-- THE PROBLEM --
Your output should be the entries below, exact in every detail.

--- START ---

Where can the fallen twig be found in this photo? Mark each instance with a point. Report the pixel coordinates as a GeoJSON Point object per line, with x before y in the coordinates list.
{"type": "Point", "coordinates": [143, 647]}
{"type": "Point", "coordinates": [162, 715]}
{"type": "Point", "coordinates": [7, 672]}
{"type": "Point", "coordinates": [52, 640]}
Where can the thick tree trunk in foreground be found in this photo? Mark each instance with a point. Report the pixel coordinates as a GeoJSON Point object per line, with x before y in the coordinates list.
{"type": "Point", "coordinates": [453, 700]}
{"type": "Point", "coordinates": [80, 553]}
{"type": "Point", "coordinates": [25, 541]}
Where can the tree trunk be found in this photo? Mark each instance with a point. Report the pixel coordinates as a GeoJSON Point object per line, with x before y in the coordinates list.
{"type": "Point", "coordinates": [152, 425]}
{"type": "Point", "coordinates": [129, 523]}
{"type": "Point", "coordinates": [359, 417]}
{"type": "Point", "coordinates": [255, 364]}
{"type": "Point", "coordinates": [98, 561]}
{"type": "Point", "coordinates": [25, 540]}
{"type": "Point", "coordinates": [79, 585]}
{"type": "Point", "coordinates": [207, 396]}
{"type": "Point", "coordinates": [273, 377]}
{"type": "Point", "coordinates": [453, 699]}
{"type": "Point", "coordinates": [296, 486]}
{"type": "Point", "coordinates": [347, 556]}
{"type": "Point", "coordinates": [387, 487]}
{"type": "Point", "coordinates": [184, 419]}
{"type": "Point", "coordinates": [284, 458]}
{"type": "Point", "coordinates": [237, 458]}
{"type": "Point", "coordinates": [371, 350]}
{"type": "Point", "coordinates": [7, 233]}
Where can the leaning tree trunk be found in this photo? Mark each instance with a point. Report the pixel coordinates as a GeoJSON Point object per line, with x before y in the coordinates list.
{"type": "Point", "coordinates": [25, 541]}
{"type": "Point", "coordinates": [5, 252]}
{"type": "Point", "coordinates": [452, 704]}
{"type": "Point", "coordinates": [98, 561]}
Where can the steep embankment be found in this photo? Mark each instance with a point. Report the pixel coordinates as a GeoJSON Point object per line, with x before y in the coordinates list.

--- END ---

-- FINISHED TASK --
Where can the fallen twig be found in this photo? Mark each instance with a point. Report the pixel coordinates as a GeoJSON Point object per line, with x before y in the coordinates list.
{"type": "Point", "coordinates": [143, 647]}
{"type": "Point", "coordinates": [162, 715]}
{"type": "Point", "coordinates": [7, 672]}
{"type": "Point", "coordinates": [52, 640]}
Where can the thick tree trunk in foreground be found in this photo? Mark each instance with a point. Report the pixel coordinates as a GeoJSON Point object per line, with x before y in the coordinates list.
{"type": "Point", "coordinates": [453, 700]}
{"type": "Point", "coordinates": [80, 553]}
{"type": "Point", "coordinates": [25, 541]}
Where can the tree trunk be found in this photo? Mark each instance with a point. Report the pixel coordinates as a GeoJSON Point object per line, with x before y in the coordinates list.
{"type": "Point", "coordinates": [152, 425]}
{"type": "Point", "coordinates": [129, 523]}
{"type": "Point", "coordinates": [359, 417]}
{"type": "Point", "coordinates": [255, 364]}
{"type": "Point", "coordinates": [98, 561]}
{"type": "Point", "coordinates": [25, 540]}
{"type": "Point", "coordinates": [79, 585]}
{"type": "Point", "coordinates": [207, 396]}
{"type": "Point", "coordinates": [273, 377]}
{"type": "Point", "coordinates": [453, 699]}
{"type": "Point", "coordinates": [296, 486]}
{"type": "Point", "coordinates": [347, 556]}
{"type": "Point", "coordinates": [387, 487]}
{"type": "Point", "coordinates": [184, 419]}
{"type": "Point", "coordinates": [284, 458]}
{"type": "Point", "coordinates": [237, 458]}
{"type": "Point", "coordinates": [371, 350]}
{"type": "Point", "coordinates": [7, 233]}
Where can the leaning tree trunk be found in this photo? Mark each instance with a point. Report the pixel coordinates as a GeoJSON Point object per line, with x before y in the coordinates list.
{"type": "Point", "coordinates": [25, 541]}
{"type": "Point", "coordinates": [5, 252]}
{"type": "Point", "coordinates": [452, 704]}
{"type": "Point", "coordinates": [98, 561]}
Where can the steep embankment be found in this photo? Mark each instance with a point. Report the pixel coordinates as a GeoJSON Point object per line, with x before y in the coordinates list.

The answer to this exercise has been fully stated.